▶ [TO BE DONE]:
From the records, extract every line that contains the word "target" and copy each such line in full.

------------------------------------------------------------------------

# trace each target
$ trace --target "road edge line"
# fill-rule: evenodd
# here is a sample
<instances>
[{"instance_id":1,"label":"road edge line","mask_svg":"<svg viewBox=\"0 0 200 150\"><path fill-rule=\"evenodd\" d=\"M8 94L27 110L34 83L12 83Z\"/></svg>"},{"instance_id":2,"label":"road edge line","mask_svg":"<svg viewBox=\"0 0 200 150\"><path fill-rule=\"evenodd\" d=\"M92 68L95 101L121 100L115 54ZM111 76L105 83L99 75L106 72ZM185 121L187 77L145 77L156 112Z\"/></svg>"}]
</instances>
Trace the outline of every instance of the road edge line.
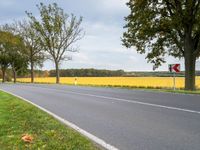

------------------------------------------------------------------------

▶ [EXERCISE OUTPUT]:
# trace each target
$ trace --target "road edge line"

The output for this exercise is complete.